**Görev**. İstanbul Sözleşmesi toplantısını anlatan yazıdan, "Ege Sanayicileri ve" sözcüklerini içeren yerle açılıp "ve hukukçu katıldı." ile kapanan bölümü hiç değiştirmeden yazın.

**Yazı**.
Ege Sanayicileri ve İşinsanları Derneği (ESİAD) İzmir AB Bilgi Merkezi tarafından İstanbul Sözleşmesi ve bu konuda Avrupa Konseyi kararları ile Avrupa Birliği nezdindeki durumun ele alındığı toplantı online olarak gerçekleşti. Toplantıya çok sayıda sivil toplum kuruluşu Başkanı, temsilcisi, akademisyen ve hukukçu katıldı.
Toplantının açılış konuşmasını yapan ESİAD Yönetim Kurulu Başkanı Fadıl Sivri, toplumsal cinsiyet eşitliğini demokrasinin, ekonomik ve toplumsal sürdürülebilirliğin temel taşı olarak gördüklerini söyledi. Cinsiyet eşitliği sağlanmış bir toplum yapısının çok daha demokratik, rekabetçi, yaratıcı ve iletişime açık olarak ülke refahına destek vereceğine inandıklarını belirten Sivri, “Toplumsal cinsiyet uçurumunu kapatmak için kamu, özel sektör ve sivil toplum kuruluşlarının samimi ve somut çabalarının sürekliliğine ihtiyaç olduğunun farkındayız.” dedi.

Nesne konumu etiketleme verileri
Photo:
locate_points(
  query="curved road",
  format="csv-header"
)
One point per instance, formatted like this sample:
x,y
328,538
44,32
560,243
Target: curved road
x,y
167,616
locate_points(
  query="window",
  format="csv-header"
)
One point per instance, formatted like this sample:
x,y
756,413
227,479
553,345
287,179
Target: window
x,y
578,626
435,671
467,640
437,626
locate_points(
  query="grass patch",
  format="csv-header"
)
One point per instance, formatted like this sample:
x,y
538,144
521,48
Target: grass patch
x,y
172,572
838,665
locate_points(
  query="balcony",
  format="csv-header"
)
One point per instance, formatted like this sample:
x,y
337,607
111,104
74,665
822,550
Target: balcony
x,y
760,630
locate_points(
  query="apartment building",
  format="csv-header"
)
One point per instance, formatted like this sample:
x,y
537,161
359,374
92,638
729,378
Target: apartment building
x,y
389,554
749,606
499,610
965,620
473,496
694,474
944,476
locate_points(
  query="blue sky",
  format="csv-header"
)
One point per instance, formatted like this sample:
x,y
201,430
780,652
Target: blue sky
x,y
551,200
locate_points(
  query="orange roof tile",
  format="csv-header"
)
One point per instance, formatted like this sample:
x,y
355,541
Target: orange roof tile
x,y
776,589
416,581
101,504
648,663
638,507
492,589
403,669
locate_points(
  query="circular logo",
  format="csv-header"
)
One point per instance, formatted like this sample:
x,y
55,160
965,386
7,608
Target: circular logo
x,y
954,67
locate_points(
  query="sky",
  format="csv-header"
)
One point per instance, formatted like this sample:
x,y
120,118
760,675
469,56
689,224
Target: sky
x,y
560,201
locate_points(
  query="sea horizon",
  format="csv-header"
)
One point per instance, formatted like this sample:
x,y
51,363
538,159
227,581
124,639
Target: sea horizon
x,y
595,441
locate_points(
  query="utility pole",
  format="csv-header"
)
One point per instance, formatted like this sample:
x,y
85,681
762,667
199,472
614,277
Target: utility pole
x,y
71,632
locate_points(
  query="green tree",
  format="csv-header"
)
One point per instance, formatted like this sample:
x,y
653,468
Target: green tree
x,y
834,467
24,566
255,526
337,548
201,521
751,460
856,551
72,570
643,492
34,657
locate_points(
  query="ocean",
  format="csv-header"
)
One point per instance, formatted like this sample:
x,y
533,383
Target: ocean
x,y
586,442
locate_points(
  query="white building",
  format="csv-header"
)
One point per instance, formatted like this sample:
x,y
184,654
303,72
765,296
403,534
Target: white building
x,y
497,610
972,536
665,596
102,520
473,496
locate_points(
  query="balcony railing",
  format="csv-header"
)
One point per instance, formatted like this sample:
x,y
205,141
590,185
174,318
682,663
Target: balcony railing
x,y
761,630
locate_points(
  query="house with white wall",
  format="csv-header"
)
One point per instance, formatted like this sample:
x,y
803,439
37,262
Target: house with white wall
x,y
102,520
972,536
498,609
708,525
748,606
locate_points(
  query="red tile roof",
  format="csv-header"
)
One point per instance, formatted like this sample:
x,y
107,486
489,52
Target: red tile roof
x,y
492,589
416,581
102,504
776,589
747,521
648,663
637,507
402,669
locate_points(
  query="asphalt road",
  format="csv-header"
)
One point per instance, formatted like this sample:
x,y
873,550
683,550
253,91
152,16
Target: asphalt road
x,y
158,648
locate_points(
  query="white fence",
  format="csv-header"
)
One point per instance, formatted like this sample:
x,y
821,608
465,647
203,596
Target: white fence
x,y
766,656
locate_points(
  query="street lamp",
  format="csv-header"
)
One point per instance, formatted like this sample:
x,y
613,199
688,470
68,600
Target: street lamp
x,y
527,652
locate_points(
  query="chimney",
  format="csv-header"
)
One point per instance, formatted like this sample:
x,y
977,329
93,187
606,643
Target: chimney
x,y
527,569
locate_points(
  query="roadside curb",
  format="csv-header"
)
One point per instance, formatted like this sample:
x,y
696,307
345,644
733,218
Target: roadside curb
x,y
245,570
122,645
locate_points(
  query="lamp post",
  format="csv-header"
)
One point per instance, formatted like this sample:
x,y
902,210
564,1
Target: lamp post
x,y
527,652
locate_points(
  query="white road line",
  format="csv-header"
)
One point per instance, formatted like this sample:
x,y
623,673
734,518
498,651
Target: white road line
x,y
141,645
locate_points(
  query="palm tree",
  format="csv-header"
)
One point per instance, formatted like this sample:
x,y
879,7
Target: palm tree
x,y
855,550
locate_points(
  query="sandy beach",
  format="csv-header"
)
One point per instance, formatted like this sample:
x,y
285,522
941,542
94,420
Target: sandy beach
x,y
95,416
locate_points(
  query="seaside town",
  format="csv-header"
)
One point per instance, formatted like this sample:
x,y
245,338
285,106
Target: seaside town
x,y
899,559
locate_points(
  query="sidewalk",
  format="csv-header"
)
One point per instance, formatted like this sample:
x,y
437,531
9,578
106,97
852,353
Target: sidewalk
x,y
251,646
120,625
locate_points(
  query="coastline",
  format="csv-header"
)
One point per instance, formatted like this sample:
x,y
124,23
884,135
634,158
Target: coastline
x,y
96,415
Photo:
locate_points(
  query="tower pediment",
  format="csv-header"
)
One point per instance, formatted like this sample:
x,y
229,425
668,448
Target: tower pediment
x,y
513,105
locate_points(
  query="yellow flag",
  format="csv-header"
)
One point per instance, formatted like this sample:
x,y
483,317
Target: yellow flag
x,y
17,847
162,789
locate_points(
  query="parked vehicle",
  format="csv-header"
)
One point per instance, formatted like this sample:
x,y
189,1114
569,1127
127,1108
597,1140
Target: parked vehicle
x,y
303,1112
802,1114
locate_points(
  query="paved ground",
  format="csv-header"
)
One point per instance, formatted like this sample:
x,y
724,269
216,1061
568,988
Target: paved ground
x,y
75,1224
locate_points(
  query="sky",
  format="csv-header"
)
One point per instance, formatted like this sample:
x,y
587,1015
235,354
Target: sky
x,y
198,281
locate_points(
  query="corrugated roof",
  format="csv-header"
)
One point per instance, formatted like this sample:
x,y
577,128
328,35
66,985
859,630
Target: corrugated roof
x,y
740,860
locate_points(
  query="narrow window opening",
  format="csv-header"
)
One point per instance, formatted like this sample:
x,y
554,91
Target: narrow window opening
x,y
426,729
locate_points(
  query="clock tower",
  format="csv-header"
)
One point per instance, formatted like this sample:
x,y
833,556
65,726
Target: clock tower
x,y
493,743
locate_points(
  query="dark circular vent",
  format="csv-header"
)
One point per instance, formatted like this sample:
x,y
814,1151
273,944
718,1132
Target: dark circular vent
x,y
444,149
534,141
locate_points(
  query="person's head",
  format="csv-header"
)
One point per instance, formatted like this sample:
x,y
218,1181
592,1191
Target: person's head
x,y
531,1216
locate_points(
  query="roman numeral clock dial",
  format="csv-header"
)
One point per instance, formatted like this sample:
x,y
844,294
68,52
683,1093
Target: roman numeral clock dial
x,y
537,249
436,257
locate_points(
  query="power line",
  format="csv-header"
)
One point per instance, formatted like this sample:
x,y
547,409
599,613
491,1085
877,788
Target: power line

**Çözüm**.
Ege Sanayicileri ve İşinsanları Derneği (ESİAD) İzmir AB Bilgi Merkezi tarafından İstanbul Sözleşmesi ve bu konuda Avrupa Konseyi kararları ile Avrupa Birliği nezdindeki durumun ele alındığı toplantı online olarak gerçekleşti. Toplantıya çok sayıda sivil toplum kuruluşu Başkanı, temsilcisi, akademisyen ve hukukçu katıldı.